### TASK
Report each line of the records below that uses the word "tailed".

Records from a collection
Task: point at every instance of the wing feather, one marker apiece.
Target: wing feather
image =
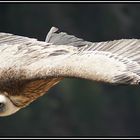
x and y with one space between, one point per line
64 55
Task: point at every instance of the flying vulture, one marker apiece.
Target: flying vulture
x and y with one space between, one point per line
29 68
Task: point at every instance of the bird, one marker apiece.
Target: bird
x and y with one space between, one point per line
29 67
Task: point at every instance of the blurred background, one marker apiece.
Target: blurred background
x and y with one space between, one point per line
76 107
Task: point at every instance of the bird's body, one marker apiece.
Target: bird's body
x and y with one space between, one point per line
29 68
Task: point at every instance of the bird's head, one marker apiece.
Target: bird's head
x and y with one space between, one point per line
7 107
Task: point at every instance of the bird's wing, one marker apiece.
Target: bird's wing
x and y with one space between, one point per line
115 61
112 61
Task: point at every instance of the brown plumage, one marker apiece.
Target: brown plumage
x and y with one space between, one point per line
29 68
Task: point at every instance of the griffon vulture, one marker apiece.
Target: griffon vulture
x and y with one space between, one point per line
29 68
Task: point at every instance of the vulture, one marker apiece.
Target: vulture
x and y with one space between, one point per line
29 68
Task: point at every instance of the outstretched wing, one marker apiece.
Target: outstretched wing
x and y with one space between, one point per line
67 56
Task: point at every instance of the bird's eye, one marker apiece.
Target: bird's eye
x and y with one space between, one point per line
6 106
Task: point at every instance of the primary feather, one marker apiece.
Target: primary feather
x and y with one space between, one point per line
29 68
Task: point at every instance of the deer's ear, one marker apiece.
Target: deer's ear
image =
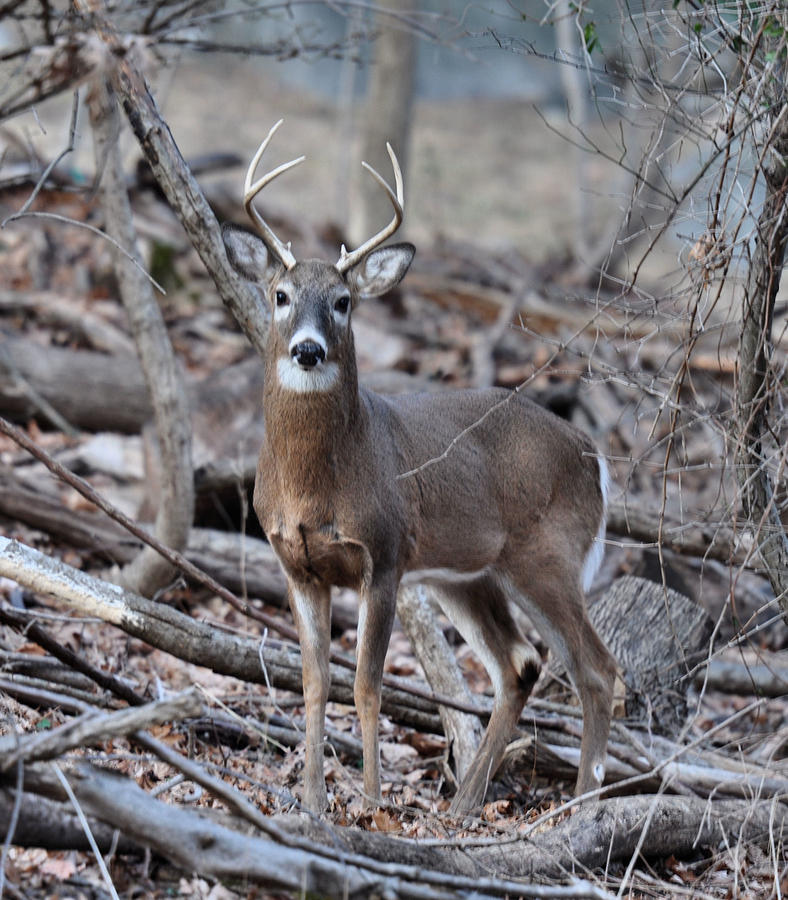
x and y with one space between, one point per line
382 269
247 253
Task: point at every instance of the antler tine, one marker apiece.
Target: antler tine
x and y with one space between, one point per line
347 260
251 190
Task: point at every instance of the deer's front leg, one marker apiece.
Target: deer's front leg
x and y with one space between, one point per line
375 620
311 607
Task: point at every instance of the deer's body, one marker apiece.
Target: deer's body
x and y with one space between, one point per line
491 499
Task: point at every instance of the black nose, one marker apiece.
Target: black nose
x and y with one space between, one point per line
308 354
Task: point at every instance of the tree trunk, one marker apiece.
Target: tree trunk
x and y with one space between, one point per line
755 375
148 572
387 118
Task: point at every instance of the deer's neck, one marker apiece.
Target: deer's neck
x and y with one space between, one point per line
310 435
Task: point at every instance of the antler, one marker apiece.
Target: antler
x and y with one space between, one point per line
252 190
347 260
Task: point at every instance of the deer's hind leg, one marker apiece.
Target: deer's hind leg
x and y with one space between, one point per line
479 609
553 599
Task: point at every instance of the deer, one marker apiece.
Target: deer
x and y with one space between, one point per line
493 501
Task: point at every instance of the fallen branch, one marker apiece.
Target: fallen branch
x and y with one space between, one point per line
94 726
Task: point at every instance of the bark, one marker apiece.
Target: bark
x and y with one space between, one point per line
666 635
93 727
182 191
755 381
463 730
147 572
90 390
387 118
307 855
188 639
54 826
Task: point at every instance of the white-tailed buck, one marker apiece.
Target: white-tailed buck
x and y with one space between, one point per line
357 489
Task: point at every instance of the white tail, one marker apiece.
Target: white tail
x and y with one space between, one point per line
511 517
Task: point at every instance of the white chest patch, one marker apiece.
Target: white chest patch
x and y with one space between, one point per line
306 381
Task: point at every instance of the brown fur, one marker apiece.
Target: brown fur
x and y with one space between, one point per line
500 491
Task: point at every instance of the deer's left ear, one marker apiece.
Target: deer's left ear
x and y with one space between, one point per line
381 270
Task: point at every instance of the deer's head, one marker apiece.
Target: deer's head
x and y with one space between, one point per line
311 301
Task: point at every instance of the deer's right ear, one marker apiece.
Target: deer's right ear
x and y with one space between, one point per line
247 253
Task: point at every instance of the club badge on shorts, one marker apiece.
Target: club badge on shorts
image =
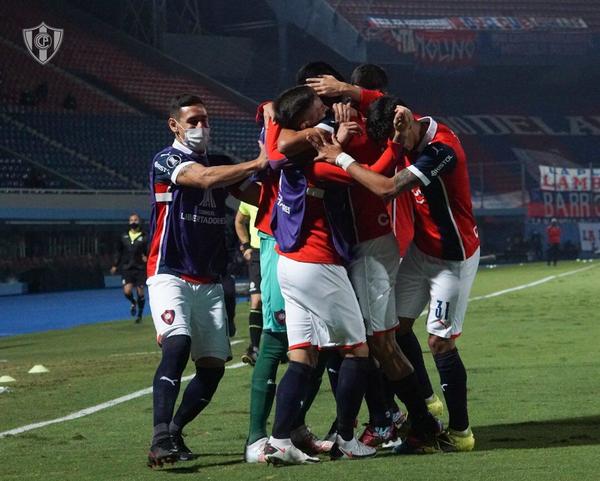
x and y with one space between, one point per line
168 316
43 41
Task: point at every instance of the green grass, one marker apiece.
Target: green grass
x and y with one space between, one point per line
531 355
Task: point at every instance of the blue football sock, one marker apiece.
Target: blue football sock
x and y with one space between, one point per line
197 396
352 381
175 355
290 395
453 378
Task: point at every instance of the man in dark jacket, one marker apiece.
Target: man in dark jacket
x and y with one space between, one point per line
130 261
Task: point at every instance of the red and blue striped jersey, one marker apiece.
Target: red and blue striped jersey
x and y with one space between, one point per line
187 224
444 223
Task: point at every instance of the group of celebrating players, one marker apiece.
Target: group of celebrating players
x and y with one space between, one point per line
347 180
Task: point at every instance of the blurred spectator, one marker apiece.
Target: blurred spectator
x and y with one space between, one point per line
70 102
553 234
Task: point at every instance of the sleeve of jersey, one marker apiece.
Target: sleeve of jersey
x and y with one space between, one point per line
384 165
435 160
276 159
367 97
167 167
243 209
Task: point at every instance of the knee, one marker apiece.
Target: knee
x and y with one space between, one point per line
209 363
379 347
362 350
304 356
440 345
404 326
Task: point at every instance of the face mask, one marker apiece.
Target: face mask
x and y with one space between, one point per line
197 139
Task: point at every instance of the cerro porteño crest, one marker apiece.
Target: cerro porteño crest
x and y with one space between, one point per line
43 41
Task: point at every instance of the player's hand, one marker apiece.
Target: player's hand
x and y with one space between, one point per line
342 112
326 85
327 149
346 130
268 112
262 159
403 119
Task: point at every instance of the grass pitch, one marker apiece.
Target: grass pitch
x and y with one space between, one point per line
531 357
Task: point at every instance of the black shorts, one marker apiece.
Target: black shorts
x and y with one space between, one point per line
135 277
254 272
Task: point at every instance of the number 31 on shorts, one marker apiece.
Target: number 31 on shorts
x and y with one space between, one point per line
441 311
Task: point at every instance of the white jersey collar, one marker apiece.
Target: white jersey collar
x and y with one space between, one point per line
186 150
429 135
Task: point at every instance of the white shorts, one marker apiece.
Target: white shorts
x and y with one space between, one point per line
197 310
445 285
373 274
320 305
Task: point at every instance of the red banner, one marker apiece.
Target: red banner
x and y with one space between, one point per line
455 48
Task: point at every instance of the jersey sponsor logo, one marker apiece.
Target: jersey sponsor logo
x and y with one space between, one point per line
383 219
201 219
168 316
208 200
419 197
442 164
280 317
160 167
173 160
285 208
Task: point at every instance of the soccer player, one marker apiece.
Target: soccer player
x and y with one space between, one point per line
400 207
131 261
185 260
321 307
373 269
250 249
553 235
274 345
441 264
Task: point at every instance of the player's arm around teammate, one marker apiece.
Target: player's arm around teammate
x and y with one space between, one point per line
185 262
440 266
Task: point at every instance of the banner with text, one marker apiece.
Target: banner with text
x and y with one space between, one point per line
566 192
589 236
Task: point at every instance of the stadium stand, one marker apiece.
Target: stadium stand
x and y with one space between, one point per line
115 121
357 11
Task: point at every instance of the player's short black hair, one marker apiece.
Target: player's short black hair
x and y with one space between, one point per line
314 69
380 116
369 76
183 100
291 104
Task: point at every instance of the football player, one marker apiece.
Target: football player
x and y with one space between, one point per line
442 262
185 261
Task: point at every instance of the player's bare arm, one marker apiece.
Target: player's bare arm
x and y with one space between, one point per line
329 86
246 191
241 229
332 152
294 142
197 175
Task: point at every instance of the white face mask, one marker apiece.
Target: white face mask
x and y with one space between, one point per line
197 139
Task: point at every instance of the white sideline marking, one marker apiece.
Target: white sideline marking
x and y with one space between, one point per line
95 409
143 392
531 284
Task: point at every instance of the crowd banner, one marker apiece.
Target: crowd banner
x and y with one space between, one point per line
589 236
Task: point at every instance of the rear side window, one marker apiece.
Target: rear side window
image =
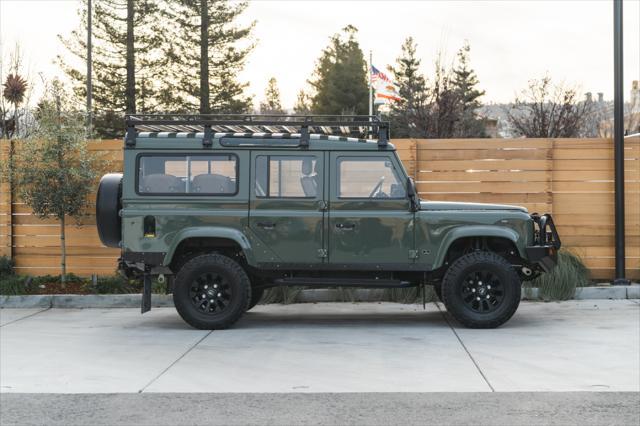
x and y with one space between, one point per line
286 176
188 174
368 177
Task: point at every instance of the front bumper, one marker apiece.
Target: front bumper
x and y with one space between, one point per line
543 255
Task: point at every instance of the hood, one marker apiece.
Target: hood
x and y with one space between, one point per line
447 205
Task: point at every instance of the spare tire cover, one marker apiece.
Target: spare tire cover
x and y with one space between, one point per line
108 205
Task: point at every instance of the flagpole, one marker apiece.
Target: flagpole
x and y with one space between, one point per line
370 85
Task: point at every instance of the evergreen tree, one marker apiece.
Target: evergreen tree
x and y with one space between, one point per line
340 77
126 58
409 115
465 82
271 104
204 54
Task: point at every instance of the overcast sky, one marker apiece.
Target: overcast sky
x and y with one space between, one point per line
511 41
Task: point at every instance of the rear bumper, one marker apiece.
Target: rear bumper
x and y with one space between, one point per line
544 257
544 253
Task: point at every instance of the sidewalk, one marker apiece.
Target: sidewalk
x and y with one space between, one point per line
326 347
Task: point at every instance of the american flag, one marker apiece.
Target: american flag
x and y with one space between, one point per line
378 76
386 89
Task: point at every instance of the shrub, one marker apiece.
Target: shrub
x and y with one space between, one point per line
13 285
6 266
561 282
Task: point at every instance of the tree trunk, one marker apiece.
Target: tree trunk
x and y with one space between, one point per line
130 91
63 250
204 57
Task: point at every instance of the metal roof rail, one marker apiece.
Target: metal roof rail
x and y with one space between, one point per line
360 126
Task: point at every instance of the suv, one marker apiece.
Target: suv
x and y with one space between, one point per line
227 206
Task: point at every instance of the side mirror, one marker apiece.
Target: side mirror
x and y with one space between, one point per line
412 194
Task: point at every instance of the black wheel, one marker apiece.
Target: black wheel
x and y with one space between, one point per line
481 290
256 295
211 292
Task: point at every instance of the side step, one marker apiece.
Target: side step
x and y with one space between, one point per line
342 282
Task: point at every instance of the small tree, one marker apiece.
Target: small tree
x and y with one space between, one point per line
271 104
340 78
548 110
55 173
303 103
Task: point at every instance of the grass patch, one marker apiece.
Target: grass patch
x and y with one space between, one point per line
561 282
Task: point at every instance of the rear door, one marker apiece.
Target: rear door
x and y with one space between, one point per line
370 223
288 208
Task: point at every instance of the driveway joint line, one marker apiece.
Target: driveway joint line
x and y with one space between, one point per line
175 362
28 316
465 348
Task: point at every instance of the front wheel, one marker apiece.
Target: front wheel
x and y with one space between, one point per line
211 292
481 290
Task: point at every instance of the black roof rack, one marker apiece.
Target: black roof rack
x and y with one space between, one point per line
358 126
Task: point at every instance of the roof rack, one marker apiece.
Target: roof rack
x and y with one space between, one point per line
359 126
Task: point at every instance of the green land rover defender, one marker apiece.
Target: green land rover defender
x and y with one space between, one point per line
223 207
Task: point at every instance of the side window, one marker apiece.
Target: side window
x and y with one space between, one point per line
368 177
286 176
188 174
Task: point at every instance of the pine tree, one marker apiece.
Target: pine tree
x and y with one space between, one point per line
465 82
271 104
126 59
409 115
340 77
204 54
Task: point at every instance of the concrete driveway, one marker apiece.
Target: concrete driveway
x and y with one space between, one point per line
328 348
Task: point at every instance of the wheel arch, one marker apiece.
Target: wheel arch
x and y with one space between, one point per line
474 232
214 235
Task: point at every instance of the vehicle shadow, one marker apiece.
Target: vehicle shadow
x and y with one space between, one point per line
356 319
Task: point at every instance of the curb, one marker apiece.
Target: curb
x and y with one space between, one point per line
82 301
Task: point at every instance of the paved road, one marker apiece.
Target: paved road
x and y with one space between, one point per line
542 408
345 363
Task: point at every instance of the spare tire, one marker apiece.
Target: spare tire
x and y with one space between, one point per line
108 205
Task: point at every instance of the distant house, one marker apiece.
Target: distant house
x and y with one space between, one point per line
631 115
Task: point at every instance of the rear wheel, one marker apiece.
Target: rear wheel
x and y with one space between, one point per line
211 292
481 290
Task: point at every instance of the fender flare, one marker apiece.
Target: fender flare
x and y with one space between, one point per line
475 231
210 232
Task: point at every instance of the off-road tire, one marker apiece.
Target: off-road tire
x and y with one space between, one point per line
454 286
256 295
236 280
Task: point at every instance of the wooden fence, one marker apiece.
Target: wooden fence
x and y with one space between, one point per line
570 178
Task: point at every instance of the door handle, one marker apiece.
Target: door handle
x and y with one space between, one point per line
345 226
266 225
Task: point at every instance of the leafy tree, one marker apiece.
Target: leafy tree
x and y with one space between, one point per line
465 82
60 172
126 58
548 110
206 49
303 103
340 77
409 115
271 104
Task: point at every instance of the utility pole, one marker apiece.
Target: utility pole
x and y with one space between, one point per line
89 76
370 85
618 142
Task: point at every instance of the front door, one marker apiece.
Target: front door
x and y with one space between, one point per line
288 207
370 222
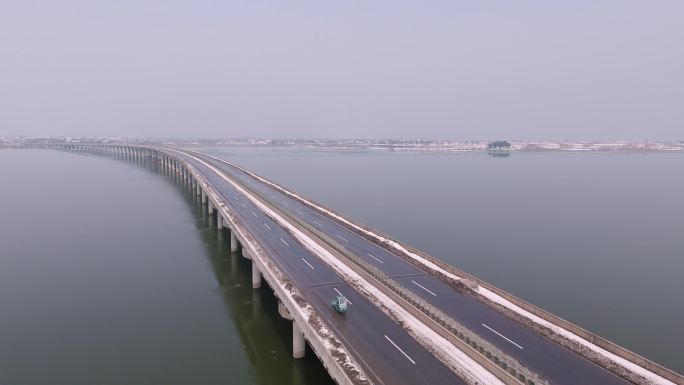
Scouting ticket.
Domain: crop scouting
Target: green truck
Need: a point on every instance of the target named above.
(340, 304)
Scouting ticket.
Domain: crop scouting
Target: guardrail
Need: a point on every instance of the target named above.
(470, 338)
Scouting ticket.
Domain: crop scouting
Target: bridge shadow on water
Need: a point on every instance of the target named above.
(266, 337)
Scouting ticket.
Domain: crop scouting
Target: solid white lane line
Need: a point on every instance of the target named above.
(371, 255)
(399, 349)
(423, 287)
(307, 262)
(338, 292)
(502, 336)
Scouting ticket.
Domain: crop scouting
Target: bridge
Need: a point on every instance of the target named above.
(412, 320)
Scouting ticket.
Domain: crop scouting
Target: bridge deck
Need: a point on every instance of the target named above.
(547, 358)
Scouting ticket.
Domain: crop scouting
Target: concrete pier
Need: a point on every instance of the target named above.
(256, 276)
(298, 344)
(233, 242)
(282, 310)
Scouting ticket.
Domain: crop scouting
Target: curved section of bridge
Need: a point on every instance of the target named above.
(406, 324)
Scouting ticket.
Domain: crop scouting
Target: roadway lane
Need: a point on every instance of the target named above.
(550, 360)
(385, 351)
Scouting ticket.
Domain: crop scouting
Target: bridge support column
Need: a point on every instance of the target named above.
(256, 276)
(282, 310)
(233, 242)
(298, 344)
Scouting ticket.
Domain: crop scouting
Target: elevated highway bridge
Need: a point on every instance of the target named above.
(412, 318)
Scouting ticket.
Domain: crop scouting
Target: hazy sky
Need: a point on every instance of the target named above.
(452, 69)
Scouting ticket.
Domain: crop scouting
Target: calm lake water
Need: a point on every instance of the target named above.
(110, 274)
(597, 238)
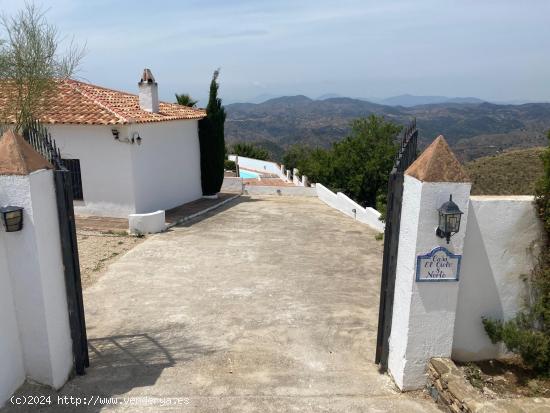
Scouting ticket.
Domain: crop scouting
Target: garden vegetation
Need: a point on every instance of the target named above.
(358, 166)
(528, 334)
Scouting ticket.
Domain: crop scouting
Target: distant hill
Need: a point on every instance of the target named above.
(509, 173)
(411, 100)
(472, 129)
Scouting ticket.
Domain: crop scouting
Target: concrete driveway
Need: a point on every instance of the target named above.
(268, 305)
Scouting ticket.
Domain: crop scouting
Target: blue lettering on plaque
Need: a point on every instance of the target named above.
(438, 265)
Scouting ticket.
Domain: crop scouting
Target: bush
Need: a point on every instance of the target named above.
(528, 334)
(229, 165)
(359, 165)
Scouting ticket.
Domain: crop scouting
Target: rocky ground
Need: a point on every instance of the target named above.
(97, 250)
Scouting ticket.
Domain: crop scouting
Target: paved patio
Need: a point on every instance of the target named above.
(264, 305)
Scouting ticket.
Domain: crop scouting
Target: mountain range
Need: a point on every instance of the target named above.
(472, 127)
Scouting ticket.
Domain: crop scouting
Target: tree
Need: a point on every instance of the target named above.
(249, 150)
(359, 165)
(212, 141)
(31, 65)
(528, 333)
(186, 100)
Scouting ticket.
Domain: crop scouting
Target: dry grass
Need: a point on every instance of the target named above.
(508, 173)
(96, 250)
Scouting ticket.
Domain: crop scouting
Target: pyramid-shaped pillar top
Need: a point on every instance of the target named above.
(18, 157)
(438, 163)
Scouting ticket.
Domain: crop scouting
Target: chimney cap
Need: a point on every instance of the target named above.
(147, 76)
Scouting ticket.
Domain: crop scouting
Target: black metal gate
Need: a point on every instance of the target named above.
(40, 139)
(405, 157)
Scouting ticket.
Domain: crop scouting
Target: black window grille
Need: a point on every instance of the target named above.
(73, 165)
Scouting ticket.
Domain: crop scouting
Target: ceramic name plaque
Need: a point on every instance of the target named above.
(438, 265)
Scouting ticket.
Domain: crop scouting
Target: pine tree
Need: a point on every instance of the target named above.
(212, 141)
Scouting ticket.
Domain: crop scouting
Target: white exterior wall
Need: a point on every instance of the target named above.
(119, 178)
(35, 269)
(344, 204)
(106, 167)
(12, 373)
(166, 165)
(503, 238)
(423, 313)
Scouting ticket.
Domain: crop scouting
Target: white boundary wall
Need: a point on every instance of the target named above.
(279, 190)
(259, 165)
(32, 289)
(423, 313)
(503, 239)
(342, 203)
(120, 178)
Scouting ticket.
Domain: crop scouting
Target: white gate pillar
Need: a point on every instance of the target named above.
(426, 290)
(33, 268)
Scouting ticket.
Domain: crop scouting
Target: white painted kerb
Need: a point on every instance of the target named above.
(147, 223)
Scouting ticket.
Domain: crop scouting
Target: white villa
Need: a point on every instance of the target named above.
(127, 153)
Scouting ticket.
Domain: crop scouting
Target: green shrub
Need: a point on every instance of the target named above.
(229, 165)
(528, 334)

### ANSWER BELOW
Task: point at every instance of the white-tailed buck, one marker apiece.
Target: white-tailed buck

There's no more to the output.